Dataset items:
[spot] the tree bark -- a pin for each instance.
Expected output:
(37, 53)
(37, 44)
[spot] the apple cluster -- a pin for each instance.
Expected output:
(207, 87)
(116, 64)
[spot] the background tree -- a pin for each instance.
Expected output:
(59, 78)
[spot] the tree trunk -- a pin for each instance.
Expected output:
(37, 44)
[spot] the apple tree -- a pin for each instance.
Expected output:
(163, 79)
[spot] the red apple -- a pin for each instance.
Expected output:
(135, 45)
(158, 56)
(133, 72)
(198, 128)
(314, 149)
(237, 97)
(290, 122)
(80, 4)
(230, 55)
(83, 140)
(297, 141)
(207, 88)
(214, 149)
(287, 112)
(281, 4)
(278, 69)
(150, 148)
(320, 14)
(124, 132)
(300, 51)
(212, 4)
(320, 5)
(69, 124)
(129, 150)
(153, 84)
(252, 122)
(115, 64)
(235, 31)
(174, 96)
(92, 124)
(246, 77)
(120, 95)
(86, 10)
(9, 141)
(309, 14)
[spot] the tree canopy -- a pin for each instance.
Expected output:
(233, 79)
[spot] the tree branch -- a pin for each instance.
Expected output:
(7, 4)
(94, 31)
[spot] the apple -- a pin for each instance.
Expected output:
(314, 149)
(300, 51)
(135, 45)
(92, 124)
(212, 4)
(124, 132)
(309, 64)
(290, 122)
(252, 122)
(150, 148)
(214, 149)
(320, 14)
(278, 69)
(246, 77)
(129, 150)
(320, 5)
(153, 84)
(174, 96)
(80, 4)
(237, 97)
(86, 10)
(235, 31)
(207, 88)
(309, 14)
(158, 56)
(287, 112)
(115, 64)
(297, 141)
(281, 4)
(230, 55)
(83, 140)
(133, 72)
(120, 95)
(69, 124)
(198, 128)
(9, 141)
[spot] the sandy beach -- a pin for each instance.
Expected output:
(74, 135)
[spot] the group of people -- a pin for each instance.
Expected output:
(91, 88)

TASK BRIEF: Update the entries above so that every "pin" becomes "point", and keep everything else the same.

OUTPUT:
[spot] the tree bark -- a point for each instance.
Expected output:
(37, 53)
(37, 44)
[spot] the apple cluster -- a point for each instance.
Expected output:
(207, 87)
(116, 64)
[spot] the background tree -- a point for each instance.
Expected output:
(59, 78)
[spot] the tree trunk -- a point for each instance.
Expected output:
(37, 44)
[spot] the apple tree -- a point for each instance.
Expected output:
(163, 79)
[spot] the red apple -- a point for each instance.
Expected output:
(135, 45)
(158, 56)
(133, 72)
(198, 128)
(314, 149)
(237, 97)
(290, 122)
(80, 4)
(230, 55)
(83, 140)
(297, 141)
(207, 88)
(214, 149)
(287, 112)
(281, 4)
(278, 69)
(150, 148)
(320, 14)
(124, 132)
(300, 51)
(212, 4)
(320, 5)
(69, 124)
(129, 150)
(153, 84)
(252, 122)
(115, 64)
(235, 31)
(174, 96)
(92, 124)
(246, 77)
(120, 95)
(86, 10)
(9, 141)
(309, 14)
[spot] the tree canopy -- a point for each instance.
Expected output:
(233, 79)
[spot] the tree branch -- a point for each instance.
Expected output:
(7, 4)
(94, 31)
[spot] the apple -- a point for each instance.
Expected output:
(314, 149)
(300, 51)
(135, 45)
(92, 124)
(212, 4)
(124, 132)
(309, 64)
(290, 122)
(252, 122)
(150, 148)
(214, 149)
(320, 14)
(278, 69)
(246, 77)
(129, 150)
(320, 5)
(153, 84)
(174, 96)
(80, 4)
(237, 97)
(86, 10)
(235, 31)
(207, 88)
(309, 14)
(158, 56)
(287, 112)
(115, 64)
(297, 141)
(281, 4)
(230, 55)
(83, 140)
(133, 72)
(120, 95)
(69, 124)
(198, 128)
(9, 141)
[spot] the sandy beach -- a point for each instance.
Expected output:
(74, 135)
[spot] the group of people -- a point for each instance.
Expected output:
(91, 88)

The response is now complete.